In the listing below, copy word for word the lines from the one containing "of the fork" up to and including the one containing "(1115, 296)". Reproduce those lines and nothing else.

START Given records

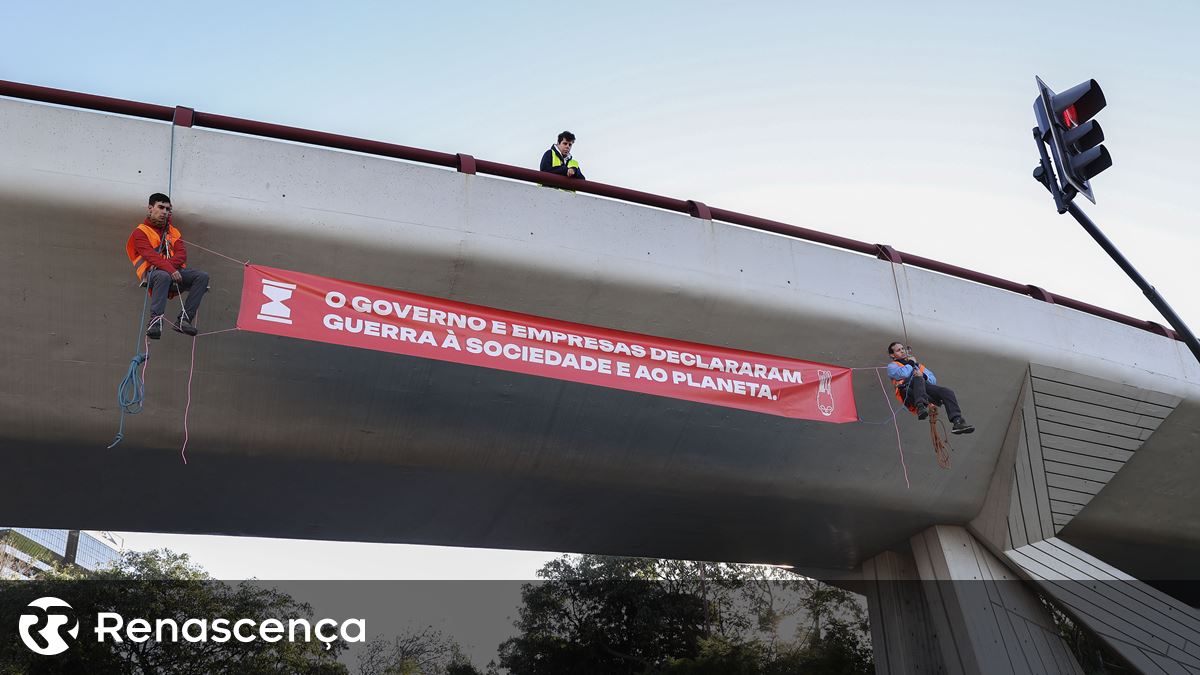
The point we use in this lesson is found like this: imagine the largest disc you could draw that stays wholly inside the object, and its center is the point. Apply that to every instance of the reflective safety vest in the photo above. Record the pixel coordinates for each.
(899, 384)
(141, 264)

END Given records
START Given records

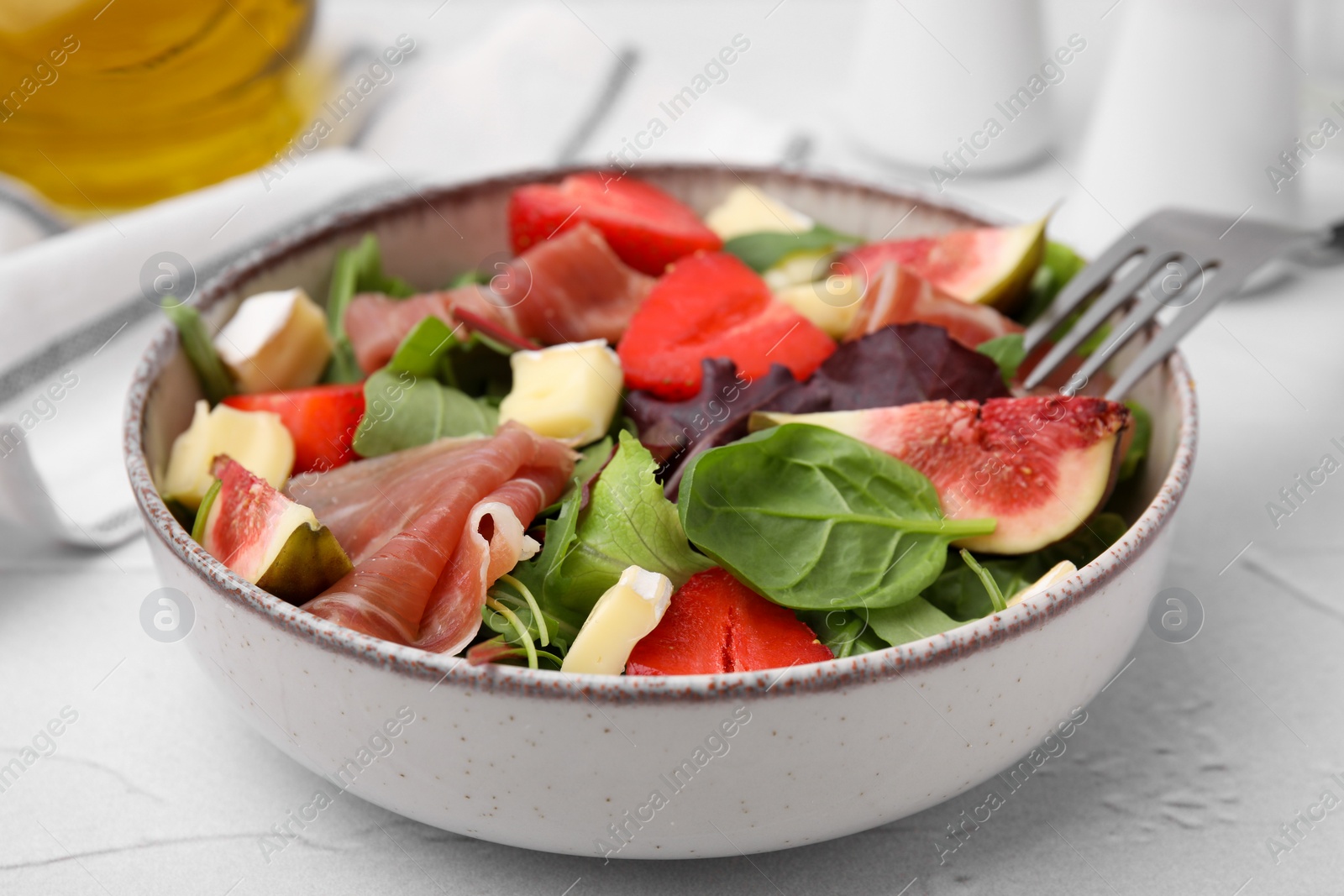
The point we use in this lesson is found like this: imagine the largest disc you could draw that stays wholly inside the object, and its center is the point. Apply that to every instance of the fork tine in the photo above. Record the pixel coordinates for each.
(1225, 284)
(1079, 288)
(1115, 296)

END Given records
START Given records

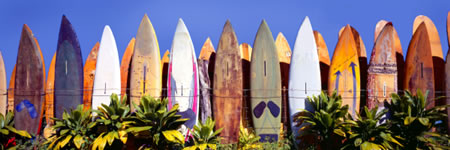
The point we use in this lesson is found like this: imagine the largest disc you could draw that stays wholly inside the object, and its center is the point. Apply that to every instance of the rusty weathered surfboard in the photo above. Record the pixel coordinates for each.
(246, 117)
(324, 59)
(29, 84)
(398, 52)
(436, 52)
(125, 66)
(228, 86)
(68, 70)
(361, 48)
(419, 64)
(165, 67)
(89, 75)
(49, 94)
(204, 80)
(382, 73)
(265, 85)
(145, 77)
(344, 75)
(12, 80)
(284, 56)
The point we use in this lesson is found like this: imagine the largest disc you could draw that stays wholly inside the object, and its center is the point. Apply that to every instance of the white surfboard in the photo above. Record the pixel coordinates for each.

END Given records

Solved exercise:
The point we use in this lesson is found like this: imagine the largest disc you could draw that stays wholly inside the object, and its center is the point. Apply that to every instance of the fork tine in the photo above. Record the pixel coordinates for each.
(1225, 284)
(1079, 288)
(1115, 296)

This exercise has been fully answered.